* **Directive**
Format the listing below as a JSON array of strings, with one string per line and blank lines omitted.

- - - - -

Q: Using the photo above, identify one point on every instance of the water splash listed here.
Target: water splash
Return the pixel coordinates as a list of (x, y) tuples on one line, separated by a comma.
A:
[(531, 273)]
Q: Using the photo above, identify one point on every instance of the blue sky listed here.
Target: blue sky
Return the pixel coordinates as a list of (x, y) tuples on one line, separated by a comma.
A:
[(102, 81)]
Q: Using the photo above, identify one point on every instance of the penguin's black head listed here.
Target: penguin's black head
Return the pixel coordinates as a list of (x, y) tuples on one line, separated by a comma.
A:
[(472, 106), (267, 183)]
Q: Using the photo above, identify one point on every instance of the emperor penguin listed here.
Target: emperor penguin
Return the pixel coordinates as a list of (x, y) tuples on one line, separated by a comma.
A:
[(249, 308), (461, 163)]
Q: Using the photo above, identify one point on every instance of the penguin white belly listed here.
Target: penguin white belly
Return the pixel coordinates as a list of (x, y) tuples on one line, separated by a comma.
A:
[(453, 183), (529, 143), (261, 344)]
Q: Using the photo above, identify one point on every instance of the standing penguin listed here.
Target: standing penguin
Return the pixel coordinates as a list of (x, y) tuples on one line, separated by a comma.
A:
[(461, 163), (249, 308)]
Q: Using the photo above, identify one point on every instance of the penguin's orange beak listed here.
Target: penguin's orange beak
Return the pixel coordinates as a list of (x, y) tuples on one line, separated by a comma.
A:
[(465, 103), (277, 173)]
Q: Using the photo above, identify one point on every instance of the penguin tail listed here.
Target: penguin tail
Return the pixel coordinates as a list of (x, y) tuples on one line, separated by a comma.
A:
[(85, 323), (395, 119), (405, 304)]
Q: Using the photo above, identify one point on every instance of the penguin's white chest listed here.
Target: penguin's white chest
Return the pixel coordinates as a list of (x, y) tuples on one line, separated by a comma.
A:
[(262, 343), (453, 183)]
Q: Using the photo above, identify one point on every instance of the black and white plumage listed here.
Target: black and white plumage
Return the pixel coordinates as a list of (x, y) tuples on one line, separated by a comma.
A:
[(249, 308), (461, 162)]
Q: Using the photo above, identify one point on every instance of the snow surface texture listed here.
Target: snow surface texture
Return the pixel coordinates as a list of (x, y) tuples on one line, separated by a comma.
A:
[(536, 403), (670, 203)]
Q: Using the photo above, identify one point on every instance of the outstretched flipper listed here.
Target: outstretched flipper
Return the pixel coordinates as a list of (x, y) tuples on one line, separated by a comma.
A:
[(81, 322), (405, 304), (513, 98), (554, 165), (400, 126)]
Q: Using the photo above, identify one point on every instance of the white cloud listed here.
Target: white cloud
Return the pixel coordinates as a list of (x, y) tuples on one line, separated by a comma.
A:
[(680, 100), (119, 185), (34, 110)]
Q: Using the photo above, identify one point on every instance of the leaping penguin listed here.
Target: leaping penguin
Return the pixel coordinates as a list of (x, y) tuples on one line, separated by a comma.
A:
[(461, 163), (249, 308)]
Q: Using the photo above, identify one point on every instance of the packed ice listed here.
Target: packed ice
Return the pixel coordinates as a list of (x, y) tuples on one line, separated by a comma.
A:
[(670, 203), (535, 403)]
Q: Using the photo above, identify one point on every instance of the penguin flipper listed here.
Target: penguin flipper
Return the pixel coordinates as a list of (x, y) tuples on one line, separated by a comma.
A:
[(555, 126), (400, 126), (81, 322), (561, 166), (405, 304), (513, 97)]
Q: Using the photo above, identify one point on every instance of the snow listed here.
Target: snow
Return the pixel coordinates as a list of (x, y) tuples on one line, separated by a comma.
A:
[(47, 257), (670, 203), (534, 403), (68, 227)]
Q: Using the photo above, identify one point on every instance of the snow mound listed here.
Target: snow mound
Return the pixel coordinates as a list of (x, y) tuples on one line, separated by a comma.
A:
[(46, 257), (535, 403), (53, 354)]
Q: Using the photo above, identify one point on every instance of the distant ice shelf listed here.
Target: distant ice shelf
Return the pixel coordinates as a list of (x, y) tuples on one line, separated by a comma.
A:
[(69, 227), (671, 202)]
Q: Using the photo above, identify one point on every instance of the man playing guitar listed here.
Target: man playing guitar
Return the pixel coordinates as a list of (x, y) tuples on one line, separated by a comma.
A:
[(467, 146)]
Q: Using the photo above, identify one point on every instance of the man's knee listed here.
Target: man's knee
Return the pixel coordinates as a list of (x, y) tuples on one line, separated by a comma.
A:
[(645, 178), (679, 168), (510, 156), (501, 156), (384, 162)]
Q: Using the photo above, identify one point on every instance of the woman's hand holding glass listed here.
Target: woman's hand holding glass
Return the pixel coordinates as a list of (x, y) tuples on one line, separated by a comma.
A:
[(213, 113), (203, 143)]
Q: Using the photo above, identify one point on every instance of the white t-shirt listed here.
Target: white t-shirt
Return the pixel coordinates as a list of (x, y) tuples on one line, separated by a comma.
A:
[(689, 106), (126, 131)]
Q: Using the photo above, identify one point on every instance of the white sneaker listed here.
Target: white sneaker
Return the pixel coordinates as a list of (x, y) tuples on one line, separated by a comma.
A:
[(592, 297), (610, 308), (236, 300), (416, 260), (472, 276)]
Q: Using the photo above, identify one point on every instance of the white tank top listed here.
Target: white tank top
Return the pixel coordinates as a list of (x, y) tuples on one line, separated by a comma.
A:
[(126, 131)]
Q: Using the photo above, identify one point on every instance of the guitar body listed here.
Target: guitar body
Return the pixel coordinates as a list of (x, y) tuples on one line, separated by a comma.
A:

- - - - -

* **The answer**
[
  "Q: Using the photo above, identify one point on every instance of the water splash listed here.",
  "Target: water splash",
  "Return the pixel coordinates as a list of (x, y) tuples on one line, separated by a comma.",
  "A:",
  "[(531, 273)]",
  "Q: Using the photo above, identify one point on every instance of the blue sky listed here.",
  "Target: blue sky",
  "Return the pixel coordinates as a list of (x, y) tuples on one line, separated by a comma.",
  "A:",
  "[(102, 81)]",
  "Q: Using the photo above, identify one point on every instance of the penguin's black head listed here.",
  "Target: penguin's black head",
  "Return the pixel coordinates as a list of (x, y) tuples on one line, separated by a comma.",
  "A:",
  "[(472, 106), (267, 183)]",
  "Q: Using the photo above, identify one point on every instance of the emperor penguin listed here.",
  "Target: emperor penguin",
  "Return the pixel coordinates as a list of (x, y) tuples on one line, separated by a comma.",
  "A:",
  "[(249, 308), (461, 163)]",
  "Q: Using the photo above, identify one point on every instance of the penguin white belly listed here.",
  "Target: penguin white belly",
  "Return the pixel coordinates as a list of (x, y) tuples on one line, separated by a comma.",
  "A:",
  "[(453, 183), (529, 143), (261, 344)]",
  "Q: Using the photo above, identify one point on every instance of the standing penguin listed here.",
  "Target: standing penguin",
  "Return the pixel coordinates as a list of (x, y) tuples on one line, separated by a comma.",
  "A:",
  "[(461, 163), (249, 308)]",
  "Q: Using the photo above, identify one point on every instance of the penguin's orange beak listed here.",
  "Target: penguin's orange beak",
  "Return the pixel coordinates as a list of (x, y) tuples on one line, separated by a comma.",
  "A:",
  "[(465, 103), (277, 173)]",
  "Q: Using the photo above, identify one point on every instance of the penguin tail listed here.",
  "Target: penguin tail",
  "Return the pixel coordinates as a list of (x, y) tuples on one line, separated by a comma.",
  "A:",
  "[(85, 323), (395, 119), (405, 304)]",
  "Q: Using the photo above, identify one point on every instance of the penguin's white chest listed here.",
  "Target: penguin's white chest",
  "Return the pixel coordinates as a list of (x, y) tuples on one line, separated by a comma.",
  "A:",
  "[(262, 343), (453, 183)]",
  "Q: Using the photo above, identify one point on every instance of the black and white plumage listed here.",
  "Target: black and white plumage",
  "Return the pixel coordinates as a list of (x, y) tuples on one line, separated by a comma.",
  "A:",
  "[(249, 308), (461, 162)]",
  "Q: Using the photo above, identify one point on every instance of the snow surface texture listed here.",
  "Target: snow surface texture",
  "Return the pixel coordinates as a list of (x, y) tuples on one line, separated by a comma.",
  "A:",
  "[(536, 403), (670, 203)]",
  "Q: Using the photo above, identify one point on every instance of the outstretched flipper listed here.",
  "Target: outstretched flipper",
  "Return the pixel coordinates as a list of (x, y) tuples on one line, separated by a comma.",
  "A:",
  "[(81, 322), (405, 304), (513, 98), (554, 165), (400, 126)]",
  "Q: Using the photo above, identify one point on every instance of the white cloud listed here.",
  "Target: white cloud",
  "Return the pixel coordinates as a list of (x, y) tuples on one line, separated by a comma.",
  "A:",
  "[(680, 100), (119, 185), (34, 110)]",
  "Q: Using the photo above, identify one point on every instance of the leaping penguin listed here.",
  "Target: leaping penguin",
  "Return the pixel coordinates as a list of (x, y) tuples on one line, separated by a comma.",
  "A:",
  "[(461, 163), (249, 308)]",
  "Q: Using the photo above, identify one point on every instance of the packed ice listed here.",
  "Target: packed ice",
  "Return the pixel coordinates as a list of (x, y) tuples on one line, separated by a comma.",
  "A:",
  "[(670, 203), (535, 403)]",
  "Q: Using the photo above, identify one point on every instance of the penguin flipper listed here.",
  "Target: penguin flipper",
  "Return the pixel coordinates as a list of (x, y) tuples on one line, separated by a comma.",
  "A:",
  "[(555, 126), (400, 126), (81, 322), (561, 166), (405, 304), (513, 97)]",
  "Q: Using the photo above, identify one point on every instance of the snow listed here.",
  "Target: snow",
  "Return the pixel coordinates as a list of (x, y) tuples on one line, separated by a comma.",
  "A:",
  "[(47, 257), (670, 203), (534, 403), (68, 227)]",
  "Q: Using the photo above, identify one point on every instance of the snow mound listed here.",
  "Target: snow mound",
  "Return the pixel coordinates as a list of (x, y) tuples on one line, separated by a comma.",
  "A:",
  "[(46, 257), (535, 403), (53, 354)]",
  "Q: Using the photo above, identify one point on every instance of the distant ice shelf listed here.",
  "Target: distant ice shelf",
  "Return the pixel coordinates as a list of (x, y) tuples on one line, separated by a comma.",
  "A:",
  "[(69, 227), (671, 202)]",
  "Q: Using the photo above, identify one point on every instance of the man playing guitar listed here.",
  "Target: man playing guitar",
  "Return the pixel coordinates as a list of (x, y) tuples on one line, separated by a comma.",
  "A:",
  "[(467, 146)]",
  "Q: Using the photo above, identify one point on every instance of the man's knee listed here.",
  "Target: man's knee",
  "Return the pixel coordinates as a list of (x, y) tuples on one line, separated by a comma.",
  "A:",
  "[(645, 178), (679, 168), (510, 156), (501, 156), (384, 162)]",
  "Q: Using the photo above, identify one point on every instance of the woman's hand holding glass listed here.",
  "Target: woman's hand holding glass",
  "Return the pixel coordinates as a list of (x, y) tuples on one line, separated by a comma.",
  "A:",
  "[(213, 113), (203, 143)]",
  "Q: Using the photo above, identify one point on every instance of the white t-shirt listed here.",
  "Target: white t-shirt",
  "Return the pixel coordinates as a list of (x, y) tuples on one line, separated by a comma.",
  "A:",
  "[(689, 106), (126, 131)]",
  "Q: Using the photo above, identify one point on every instance of the white sneaker listed here.",
  "Target: white sneaker",
  "Return the pixel coordinates as a list of (x, y) tuples on one line, separated by a comma.",
  "A:",
  "[(592, 297), (610, 308), (236, 300), (416, 260), (472, 276)]",
  "Q: Using the photo above, identify one point on every instance of the white tank top listed here.",
  "Target: white tank top",
  "Return the pixel coordinates as a list of (x, y) tuples on one line, separated by a comma.",
  "A:",
  "[(126, 131)]",
  "Q: Using the photo above, identify one point on every instance of the guitar body listed here.",
  "Target: guitar body",
  "Return the pixel coordinates as a list of (x, y) tuples on one line, separated by a comma.",
  "A:"
]